(Stored data entries)
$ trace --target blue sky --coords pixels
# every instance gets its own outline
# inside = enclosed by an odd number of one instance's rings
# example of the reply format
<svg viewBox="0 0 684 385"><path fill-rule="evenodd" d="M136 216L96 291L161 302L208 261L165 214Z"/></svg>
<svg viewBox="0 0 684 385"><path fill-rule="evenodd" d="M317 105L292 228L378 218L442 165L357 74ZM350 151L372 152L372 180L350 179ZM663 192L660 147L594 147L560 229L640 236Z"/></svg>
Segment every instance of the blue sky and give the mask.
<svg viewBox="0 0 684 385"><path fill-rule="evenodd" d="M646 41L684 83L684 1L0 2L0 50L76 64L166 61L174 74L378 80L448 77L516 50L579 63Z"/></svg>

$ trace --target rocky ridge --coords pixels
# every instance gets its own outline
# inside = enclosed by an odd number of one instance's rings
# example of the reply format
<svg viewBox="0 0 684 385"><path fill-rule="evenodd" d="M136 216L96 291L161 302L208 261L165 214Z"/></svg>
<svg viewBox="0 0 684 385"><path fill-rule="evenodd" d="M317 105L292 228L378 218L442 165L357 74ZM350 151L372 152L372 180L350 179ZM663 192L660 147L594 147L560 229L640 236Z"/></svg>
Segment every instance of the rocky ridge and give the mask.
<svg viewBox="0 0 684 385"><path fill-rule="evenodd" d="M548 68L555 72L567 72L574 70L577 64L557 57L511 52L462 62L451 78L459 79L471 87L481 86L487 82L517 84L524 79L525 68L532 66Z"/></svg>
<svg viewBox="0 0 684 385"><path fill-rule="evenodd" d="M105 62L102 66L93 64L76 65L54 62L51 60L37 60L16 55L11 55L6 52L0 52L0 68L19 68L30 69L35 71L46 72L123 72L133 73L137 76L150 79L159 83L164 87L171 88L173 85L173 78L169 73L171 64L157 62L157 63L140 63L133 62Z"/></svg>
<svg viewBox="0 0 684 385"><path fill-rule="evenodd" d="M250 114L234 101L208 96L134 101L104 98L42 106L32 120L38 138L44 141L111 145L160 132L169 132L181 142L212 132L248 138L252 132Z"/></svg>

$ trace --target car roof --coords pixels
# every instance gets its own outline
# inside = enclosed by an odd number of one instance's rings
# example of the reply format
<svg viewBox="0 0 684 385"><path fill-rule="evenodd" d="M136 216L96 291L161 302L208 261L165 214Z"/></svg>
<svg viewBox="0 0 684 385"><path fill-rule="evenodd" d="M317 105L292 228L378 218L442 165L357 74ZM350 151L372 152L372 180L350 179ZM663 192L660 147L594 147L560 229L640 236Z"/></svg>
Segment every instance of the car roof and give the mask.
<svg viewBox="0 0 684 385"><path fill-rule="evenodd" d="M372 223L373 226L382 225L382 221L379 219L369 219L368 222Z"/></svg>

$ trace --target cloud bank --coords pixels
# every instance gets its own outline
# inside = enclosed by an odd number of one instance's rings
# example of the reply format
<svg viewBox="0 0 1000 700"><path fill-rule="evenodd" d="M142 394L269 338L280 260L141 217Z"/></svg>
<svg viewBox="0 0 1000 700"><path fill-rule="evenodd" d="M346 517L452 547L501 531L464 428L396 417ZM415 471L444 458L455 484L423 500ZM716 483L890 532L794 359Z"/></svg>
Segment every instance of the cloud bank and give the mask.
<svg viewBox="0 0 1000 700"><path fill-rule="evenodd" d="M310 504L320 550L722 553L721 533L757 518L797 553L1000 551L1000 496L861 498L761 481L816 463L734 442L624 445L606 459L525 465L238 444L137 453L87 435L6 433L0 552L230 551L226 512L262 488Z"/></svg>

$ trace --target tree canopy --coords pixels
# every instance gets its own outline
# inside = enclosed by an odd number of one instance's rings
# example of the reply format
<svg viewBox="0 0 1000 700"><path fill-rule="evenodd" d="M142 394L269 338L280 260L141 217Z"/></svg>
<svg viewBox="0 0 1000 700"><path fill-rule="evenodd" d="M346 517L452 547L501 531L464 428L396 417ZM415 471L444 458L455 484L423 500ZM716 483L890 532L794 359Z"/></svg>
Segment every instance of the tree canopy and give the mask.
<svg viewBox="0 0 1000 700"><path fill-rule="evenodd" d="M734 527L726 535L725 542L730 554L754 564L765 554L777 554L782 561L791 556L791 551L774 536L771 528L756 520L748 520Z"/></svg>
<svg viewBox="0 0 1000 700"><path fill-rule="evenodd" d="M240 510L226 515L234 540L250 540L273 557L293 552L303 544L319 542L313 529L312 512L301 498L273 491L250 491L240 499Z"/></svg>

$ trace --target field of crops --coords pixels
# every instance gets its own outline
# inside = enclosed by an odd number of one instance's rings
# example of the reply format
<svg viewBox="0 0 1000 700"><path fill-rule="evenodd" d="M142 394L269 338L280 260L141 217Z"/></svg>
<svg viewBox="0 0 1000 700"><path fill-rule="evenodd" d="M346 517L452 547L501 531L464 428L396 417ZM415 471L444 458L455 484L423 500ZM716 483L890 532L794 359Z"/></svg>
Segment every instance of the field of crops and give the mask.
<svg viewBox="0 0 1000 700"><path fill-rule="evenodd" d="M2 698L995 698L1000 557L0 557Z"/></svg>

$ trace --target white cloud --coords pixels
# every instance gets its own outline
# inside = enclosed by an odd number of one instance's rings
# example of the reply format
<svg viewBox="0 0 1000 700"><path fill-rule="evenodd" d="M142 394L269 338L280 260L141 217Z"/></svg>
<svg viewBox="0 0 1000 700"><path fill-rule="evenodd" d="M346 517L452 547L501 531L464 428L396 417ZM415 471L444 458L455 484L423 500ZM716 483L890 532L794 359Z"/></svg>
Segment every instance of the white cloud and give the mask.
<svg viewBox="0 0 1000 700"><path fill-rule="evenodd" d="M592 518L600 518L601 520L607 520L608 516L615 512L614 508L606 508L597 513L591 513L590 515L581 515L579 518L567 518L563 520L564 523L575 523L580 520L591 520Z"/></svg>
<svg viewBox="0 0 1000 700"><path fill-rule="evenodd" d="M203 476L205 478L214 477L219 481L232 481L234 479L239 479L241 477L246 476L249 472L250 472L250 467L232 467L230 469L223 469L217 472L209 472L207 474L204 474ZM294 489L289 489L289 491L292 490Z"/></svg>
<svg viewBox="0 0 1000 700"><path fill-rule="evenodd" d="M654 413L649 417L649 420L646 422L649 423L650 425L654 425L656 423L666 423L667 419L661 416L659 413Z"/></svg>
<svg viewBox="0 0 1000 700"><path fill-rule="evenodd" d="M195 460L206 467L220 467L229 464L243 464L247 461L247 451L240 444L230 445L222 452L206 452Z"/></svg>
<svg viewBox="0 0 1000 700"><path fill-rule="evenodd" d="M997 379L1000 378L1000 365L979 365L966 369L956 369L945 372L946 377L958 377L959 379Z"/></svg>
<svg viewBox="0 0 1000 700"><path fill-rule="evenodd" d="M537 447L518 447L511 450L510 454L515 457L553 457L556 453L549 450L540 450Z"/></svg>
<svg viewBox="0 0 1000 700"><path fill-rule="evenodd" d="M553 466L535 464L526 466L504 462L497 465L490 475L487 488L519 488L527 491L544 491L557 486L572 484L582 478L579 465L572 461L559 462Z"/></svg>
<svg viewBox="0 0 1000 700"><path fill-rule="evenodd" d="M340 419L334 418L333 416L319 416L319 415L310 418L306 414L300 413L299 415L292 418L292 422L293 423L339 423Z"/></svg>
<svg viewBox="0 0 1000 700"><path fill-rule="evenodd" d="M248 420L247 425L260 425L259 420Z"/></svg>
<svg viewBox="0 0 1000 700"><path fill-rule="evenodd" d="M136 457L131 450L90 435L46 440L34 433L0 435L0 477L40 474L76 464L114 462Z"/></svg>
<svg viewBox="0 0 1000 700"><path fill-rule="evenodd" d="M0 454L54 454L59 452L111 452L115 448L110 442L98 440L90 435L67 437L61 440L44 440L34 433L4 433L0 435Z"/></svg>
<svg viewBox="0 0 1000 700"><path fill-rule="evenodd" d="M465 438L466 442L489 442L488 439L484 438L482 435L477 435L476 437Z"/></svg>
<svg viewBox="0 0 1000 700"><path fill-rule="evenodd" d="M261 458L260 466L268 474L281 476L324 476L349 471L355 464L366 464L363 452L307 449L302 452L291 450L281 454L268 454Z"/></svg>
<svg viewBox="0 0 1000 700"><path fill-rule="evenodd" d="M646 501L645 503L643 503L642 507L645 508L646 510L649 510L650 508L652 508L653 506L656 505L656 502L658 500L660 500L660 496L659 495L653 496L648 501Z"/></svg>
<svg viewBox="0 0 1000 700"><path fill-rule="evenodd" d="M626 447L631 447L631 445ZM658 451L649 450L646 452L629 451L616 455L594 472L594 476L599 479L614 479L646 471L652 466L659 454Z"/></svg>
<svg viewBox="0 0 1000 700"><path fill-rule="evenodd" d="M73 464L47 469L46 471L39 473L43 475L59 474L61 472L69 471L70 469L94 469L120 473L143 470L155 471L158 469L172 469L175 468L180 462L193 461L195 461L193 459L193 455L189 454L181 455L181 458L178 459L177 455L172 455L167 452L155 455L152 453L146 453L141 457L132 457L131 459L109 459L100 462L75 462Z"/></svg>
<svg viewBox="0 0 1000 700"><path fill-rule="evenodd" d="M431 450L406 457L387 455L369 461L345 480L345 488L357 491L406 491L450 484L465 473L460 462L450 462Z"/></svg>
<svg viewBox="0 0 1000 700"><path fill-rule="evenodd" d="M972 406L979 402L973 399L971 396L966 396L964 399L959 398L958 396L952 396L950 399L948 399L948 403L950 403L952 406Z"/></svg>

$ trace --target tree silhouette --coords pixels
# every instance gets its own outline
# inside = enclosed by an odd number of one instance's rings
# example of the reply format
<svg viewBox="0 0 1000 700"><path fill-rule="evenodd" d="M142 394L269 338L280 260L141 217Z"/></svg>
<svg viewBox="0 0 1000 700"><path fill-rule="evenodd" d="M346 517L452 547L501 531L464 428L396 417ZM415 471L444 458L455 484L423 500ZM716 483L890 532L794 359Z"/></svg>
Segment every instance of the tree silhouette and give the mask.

— Brief —
Find all lines in the records that hold the word "silhouette". Copy them.

— Response area —
$ trace --target tree silhouette --coords pixels
Segment every instance of the tree silhouette and give the mask.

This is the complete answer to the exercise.